WHAT YOU WILL DO – Locate each line in the records below that contains the string "metal", treating the match as case-sensitive, and copy those lines out.

[START]

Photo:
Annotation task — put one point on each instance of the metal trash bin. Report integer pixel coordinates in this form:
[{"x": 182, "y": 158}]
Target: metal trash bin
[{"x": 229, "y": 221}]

[END]

SOLUTION TO THIS PROBLEM –
Annotation task — put one point on each instance of the metal trash bin. Report integer pixel coordinates in this form:
Target: metal trash bin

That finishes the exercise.